* WRITTEN EXERCISE
Rewrite the entire listing below as a numbered list, dropping any blank lines. Leave the pictures out of your answer.

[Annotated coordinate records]
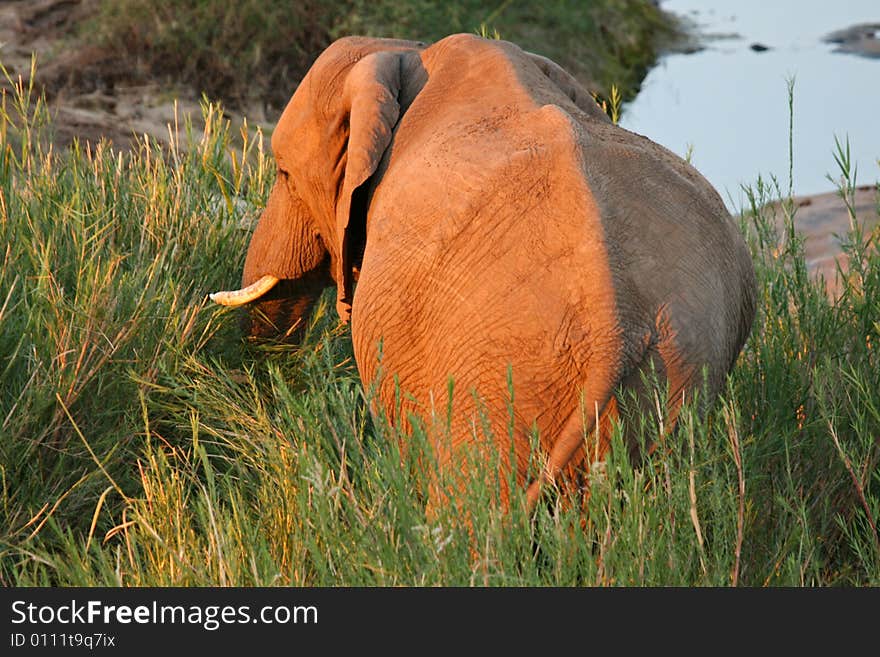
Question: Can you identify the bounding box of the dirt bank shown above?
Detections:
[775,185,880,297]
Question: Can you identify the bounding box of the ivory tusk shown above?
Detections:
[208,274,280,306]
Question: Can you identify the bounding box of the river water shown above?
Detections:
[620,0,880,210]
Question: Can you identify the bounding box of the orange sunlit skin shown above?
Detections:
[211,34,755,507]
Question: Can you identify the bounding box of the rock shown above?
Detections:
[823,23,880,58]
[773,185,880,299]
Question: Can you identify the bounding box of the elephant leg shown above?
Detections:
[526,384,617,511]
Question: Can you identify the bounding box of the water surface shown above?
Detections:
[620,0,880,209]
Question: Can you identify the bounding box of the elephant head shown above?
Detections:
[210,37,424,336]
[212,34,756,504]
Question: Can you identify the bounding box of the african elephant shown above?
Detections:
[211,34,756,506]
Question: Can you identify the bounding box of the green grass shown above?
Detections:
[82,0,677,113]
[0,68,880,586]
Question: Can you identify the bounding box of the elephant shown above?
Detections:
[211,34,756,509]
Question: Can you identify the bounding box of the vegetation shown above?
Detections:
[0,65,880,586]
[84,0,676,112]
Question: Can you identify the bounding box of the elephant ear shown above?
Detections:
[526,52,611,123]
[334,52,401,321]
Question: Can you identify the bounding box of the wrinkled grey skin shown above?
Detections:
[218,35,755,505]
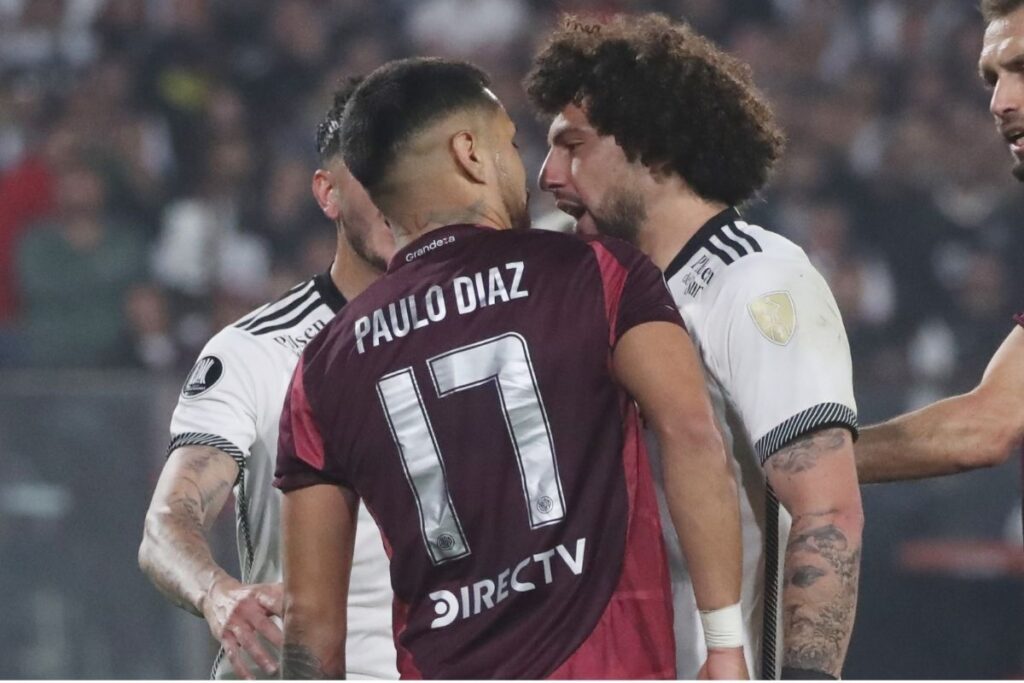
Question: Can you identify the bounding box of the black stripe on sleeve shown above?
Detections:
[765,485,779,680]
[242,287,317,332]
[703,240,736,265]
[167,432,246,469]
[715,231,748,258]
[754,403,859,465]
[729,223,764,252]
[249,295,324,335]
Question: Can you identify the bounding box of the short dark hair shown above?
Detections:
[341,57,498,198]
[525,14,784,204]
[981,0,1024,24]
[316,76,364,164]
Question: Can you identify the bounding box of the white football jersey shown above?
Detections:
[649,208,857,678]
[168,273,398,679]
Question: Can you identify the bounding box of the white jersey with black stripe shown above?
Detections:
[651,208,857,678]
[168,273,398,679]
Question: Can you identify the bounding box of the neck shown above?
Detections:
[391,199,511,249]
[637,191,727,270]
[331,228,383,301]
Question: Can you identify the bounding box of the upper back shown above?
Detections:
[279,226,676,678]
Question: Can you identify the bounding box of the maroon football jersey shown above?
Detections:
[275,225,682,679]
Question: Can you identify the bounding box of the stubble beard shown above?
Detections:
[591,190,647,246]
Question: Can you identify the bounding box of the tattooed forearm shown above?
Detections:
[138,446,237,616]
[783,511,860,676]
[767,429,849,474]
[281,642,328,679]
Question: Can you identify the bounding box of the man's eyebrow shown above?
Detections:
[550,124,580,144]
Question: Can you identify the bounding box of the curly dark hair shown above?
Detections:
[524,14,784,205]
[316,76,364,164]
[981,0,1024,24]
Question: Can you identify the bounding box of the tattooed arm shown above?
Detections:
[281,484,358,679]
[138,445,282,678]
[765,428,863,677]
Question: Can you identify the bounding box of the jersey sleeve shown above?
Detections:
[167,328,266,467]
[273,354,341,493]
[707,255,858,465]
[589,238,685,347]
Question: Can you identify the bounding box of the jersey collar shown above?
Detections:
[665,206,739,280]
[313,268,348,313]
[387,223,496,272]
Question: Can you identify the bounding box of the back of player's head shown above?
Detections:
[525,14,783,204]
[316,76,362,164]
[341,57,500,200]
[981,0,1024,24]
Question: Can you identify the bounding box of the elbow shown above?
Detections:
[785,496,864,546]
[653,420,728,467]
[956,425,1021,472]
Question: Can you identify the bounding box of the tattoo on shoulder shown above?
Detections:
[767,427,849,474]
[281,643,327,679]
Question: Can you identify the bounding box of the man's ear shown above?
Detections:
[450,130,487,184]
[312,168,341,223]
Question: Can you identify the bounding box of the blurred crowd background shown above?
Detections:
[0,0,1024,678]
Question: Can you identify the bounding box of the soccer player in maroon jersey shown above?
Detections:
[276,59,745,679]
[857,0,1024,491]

* EXERCISE ANSWER
1. Question: Can you identify the bounding box of the dirt bank shown above?
2. Detections:
3. [775,185,880,297]
4. Question: Can you identify the bounding box of the ivory tusk shown above?
5. Detections:
6. [208,274,280,306]
7. Question: Can you identify the bounding box of the river water shown above?
8. Detections:
9. [620,0,880,210]
10. Question: Can you identify the bounding box of the orange sunlit skin shown above?
11. Detections:
12. [211,34,755,507]
13. Question: Can you identify the bounding box of the rock shown above?
14. Detections:
15. [823,23,880,58]
16. [773,185,880,299]
17. Question: Can you identify the bounding box of the elephant leg shown above?
18. Detections:
19. [526,384,617,511]
20. Question: Can you identify the bounding box of the water surface shown above?
21. Detections:
22. [620,0,880,209]
23. Question: Can you identify the bounding box of the elephant head shown above?
24. Detections:
25. [210,37,424,336]
26. [212,34,756,504]
27. Question: Can you identify the bounding box of the african elephant shown above?
28. Detections:
29. [211,34,756,506]
30. Question: Can you identify the bounding box of the green grass shown above?
31. Detections:
32. [82,0,677,113]
33. [0,68,880,586]
34. Question: Can you identify the bounding box of the elephant shown above?
35. Detections:
36. [211,34,756,509]
37. Question: Can you identify the bounding box of the vegetation shown above?
38. Detections:
39. [0,65,880,586]
40. [84,0,676,112]
41. Question: Can you identify the bounding box of the elephant ear shown above?
42. Detections:
43. [526,52,611,123]
44. [334,52,401,321]
45. Question: Can you identify the bounding box of the wrinkled grey skin shown above?
46. Detections:
47. [218,35,755,505]
48. Question: Can you identify the bounding box of the black stripe on sleeve shown above?
49. Detections:
50. [765,485,779,680]
51. [242,287,317,332]
52. [703,240,736,265]
53. [167,432,246,469]
54. [715,231,748,258]
55. [754,403,859,465]
56. [729,223,764,252]
57. [249,295,324,335]
58. Question: Can you identify the bounding box of the short dark hair shown above?
59. Detections:
60. [341,57,498,198]
61. [525,14,784,204]
62. [981,0,1024,24]
63. [316,76,364,164]
64. Question: Can you identify the bounding box of the white football jersey shown above?
65. Detections:
66. [649,208,857,678]
67. [168,273,398,679]
68. Question: Can you identify the bounding box of the white jersey with black stripe shown above?
69. Detections:
70. [651,208,857,678]
71. [168,273,398,679]
72. Question: Can you identify the bounding box of the neck shown above?
73. Detections:
74. [391,199,511,249]
75. [637,191,727,270]
76. [331,228,383,301]
77. Question: Can you identify the bounding box of the upper back shown above?
78. Detections:
79. [279,226,676,678]
80. Question: Can you identify the bounding box of the maroon football jersey shown above?
81. Detections:
82. [275,225,682,679]
83. Question: Can you identify the bounding box of the stubble beard shown above?
84. Detections:
85. [591,190,647,246]
86. Question: Can you identify the bounding box of the tattooed forearm shown above?
87. Detections:
88. [138,446,237,616]
89. [783,511,860,676]
90. [767,429,849,474]
91. [281,642,328,679]
92. Question: Can you identify the bounding box of the man's eyebrow shown above?
93. Detections:
94. [550,124,580,144]
95. Question: Can you identify the bounding box of the curly dark hair shown above?
96. Detections:
97. [524,14,784,205]
98. [316,76,364,164]
99. [981,0,1024,24]
100. Question: Can you identify the bounding box of the tattooed arm shown above?
101. Detections:
102. [281,484,358,679]
103. [138,445,282,678]
104. [765,428,863,677]
105. Question: Can you identify the bounding box of the jersey sleeve shown above?
106. Detections:
107. [167,328,266,467]
108. [273,354,341,493]
109. [707,255,858,465]
110. [589,238,685,347]
111. Question: Can you identify the bounding box of the jersey collar shown above?
112. Detections:
113. [665,206,739,280]
114. [313,268,348,313]
115. [387,223,496,272]
116. Question: Can you identify the bounding box of the back of player's head shown above?
117. Detections:
118. [525,14,783,204]
119. [316,76,362,164]
120. [341,57,500,200]
121. [981,0,1024,24]
122. Question: Can you identify the bounding box of the elbow shown above?
123. Detections:
124. [785,496,864,546]
125. [653,420,728,467]
126. [956,425,1021,472]
127. Question: Can you identify the bounding box of the tattoo on shoulder shown above?
128. Detections:
129. [767,427,849,474]
130. [281,643,327,679]
131. Question: Can you identify the bounding box of the man's ear shown above?
132. Detections:
133. [450,130,487,184]
134. [312,168,341,223]
135. Question: Can you identify the bounding box of the blurred crowd background shown above?
136. Detections:
137. [0,0,1024,678]
138. Question: Can you identify the bounding box of the soccer player in maroon jersey shown above?
139. Detections:
140. [276,59,745,679]
141. [857,0,1024,491]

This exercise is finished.